=== TAREFAS E EXERCÍCIOS ===
#1 No texto sobre as perspectivas russas em relação à Ucrânia, o que é visto como resultado já praticamente inevitável?
#2 Escreva a continuação do texto sobre as perspectivas russas em relação à Ucrânia, começando logo após a última frase apresentada.

=== TRECHO DO TEXTO ===
◆ ◆ ◆ ◆ ◆

10/5/2014, Conflicts Forum
Traduzido pelo
pessoal da Vila Vudu
Ucrânia, na imprensa-empresa Por Matt Kenyon |
Depois de
cinco dias em Moscou, algumas linhas sobre as perspectivas russas: primeiro, já
estamos além da Crimeia. A Crimeia já é passado. Também já ultrapassamos o
federalismo “frouxo” para a Ucrânia (deixou de ser politicamente viável). De
fato, estamos praticamente além, também, da Ucrânia, como entidade única. E já
se ultrapassou o ponto em que Kiev ou Moscou teriam capacidade para “controlar”
os eventos (no sentido mais amplo da palavra): as duas capitais são reféns dos
eventos (como também o são a Europa e os EUA) e de quaisquer provocações
montadas por uma multidão de ativistas incontroláveis e violentos.
Em resumo, a
dinâmica na direção de algum tipo de secessão do leste da Ucrânia (em parte ou
em etapas sucessivas) é vista como resultado já praticamente inevitável. A
questão que comentaristas bem informados em Moscou se propõem é se acontecerá
com relativamente menos, ou com relativamente mais, violência – e se essa
violência alcançará níveis tais (massacres de russos étnicos ou da comunidade
pró-Rússia), que o presidente Putin entenda que não lhe resta opção que não
seja intervir.

◆ ◆ ◆ ◆ ◆

=== DADOS EXTRAÍDOS ===
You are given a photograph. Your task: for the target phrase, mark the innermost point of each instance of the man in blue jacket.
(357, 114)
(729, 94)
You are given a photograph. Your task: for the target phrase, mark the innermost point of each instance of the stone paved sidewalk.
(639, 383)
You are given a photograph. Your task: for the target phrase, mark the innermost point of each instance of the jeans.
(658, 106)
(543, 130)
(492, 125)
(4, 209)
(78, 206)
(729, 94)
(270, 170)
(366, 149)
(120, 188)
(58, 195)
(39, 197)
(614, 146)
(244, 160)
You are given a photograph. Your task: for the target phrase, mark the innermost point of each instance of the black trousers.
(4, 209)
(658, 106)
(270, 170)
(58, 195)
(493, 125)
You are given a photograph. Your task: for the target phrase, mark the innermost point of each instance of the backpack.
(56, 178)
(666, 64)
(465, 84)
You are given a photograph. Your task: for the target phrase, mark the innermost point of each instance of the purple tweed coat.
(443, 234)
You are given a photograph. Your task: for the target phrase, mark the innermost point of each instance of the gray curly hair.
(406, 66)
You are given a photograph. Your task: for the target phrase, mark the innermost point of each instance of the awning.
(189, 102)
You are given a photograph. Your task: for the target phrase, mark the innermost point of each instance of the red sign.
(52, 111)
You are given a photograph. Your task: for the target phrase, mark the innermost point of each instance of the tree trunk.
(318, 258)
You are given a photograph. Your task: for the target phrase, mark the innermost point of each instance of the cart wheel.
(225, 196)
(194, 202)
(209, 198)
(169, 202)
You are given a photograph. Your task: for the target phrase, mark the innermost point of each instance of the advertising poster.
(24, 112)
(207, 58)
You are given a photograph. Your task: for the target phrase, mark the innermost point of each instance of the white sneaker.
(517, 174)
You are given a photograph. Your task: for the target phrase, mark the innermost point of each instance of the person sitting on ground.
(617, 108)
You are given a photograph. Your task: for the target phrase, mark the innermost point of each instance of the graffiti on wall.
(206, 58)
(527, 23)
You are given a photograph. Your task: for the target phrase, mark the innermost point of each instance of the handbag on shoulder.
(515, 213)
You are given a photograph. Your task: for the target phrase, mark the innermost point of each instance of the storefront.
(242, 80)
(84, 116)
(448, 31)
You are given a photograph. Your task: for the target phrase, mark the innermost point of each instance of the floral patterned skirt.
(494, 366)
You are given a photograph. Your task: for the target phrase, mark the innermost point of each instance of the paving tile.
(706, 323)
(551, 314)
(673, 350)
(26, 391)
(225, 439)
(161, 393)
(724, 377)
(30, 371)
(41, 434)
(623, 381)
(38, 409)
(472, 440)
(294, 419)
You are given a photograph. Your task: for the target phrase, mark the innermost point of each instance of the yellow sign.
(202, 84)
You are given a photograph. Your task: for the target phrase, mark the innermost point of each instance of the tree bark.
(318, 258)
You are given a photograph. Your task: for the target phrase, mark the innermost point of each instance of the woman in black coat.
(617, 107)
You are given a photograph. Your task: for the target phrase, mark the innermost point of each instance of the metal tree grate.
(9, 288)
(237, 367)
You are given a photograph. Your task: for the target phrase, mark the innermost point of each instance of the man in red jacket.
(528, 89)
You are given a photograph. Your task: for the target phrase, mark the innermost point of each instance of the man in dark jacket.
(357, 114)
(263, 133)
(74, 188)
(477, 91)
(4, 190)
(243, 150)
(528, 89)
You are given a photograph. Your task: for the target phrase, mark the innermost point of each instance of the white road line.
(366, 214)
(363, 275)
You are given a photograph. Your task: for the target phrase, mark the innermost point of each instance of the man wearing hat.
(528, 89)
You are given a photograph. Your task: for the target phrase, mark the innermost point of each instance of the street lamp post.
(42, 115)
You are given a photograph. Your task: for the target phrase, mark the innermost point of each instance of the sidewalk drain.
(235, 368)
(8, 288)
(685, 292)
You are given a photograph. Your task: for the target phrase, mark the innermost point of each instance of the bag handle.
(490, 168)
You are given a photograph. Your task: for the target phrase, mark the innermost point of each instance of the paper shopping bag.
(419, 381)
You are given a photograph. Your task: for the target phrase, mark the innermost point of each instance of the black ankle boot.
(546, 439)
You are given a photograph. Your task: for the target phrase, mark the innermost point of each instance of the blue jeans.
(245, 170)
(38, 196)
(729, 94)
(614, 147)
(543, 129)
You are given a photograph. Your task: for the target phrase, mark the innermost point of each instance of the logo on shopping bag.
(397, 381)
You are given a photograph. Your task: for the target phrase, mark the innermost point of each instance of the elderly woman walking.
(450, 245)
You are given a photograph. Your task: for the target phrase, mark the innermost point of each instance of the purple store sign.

◆ ◆ ◆ ◆ ◆

=== RESPOSTAS POR TAREFA ===
#1 A dinâmica na direção de algum tipo de secessão do leste da Ucrânia, em parte ou em etapas sucessivas.

#2
As
iniciativas “de segurança” de Kiev foram espantosamente ineficazes, e o número
de baixas surpreendentemente pequeno (dadas as tensões). Parece que os
militares ucranianos não querem ou não sabem (ou ambos) esmagar uma rebelião
composta de umas poucas centenas de homens armados e apoiados por poucos
milhares de civis desarmados – mas isso, é claro, pode modificar-se a qualquer
instante. (Uma explicação, que circula
pela internet russa é que os soldados ucranianos simplesmente se
recusam a atirar uns contra outros –mesmo que recebam ordens para fazê-lo). Além
do mais, parecem estar em contato direto e regular uns com os outros, e há um
entendimento informal segundo o qual um lado não atirará contra o outro. Atenção: observou-se acerto semelhante a
esse no Afeganistão nos anos 1980s, entre as forças armadas soviéticas e os Mujahidin.
Muitas das
pessoas com quem conversamos desconfiam que interesse a certa ala do establishment
de política externa dos EUA (mas não necessariamente a “ala” do presidente),
provocar precisamente essa situação: uma intervenção russa forçada no leste da
Ucrânia (para proteger os cidadãos contra violências, desordens ou ambos).
Há também
quem pense que uma intervenção russa poderia ser vista como “vantajosa” pelo
depauperado governo “interino” em Kiev. E, além disso, há quem entenda que
algumas ex-repúblicas soviéticas, que agora jazem na linha de frente da
interface União Europeia-Rússia, saltariam na jugular de Moscou, contando com
completar acertos passados, destacando sua posição em Bruxelas e Washington por
terem levado “a democracia” ao leste da Europa.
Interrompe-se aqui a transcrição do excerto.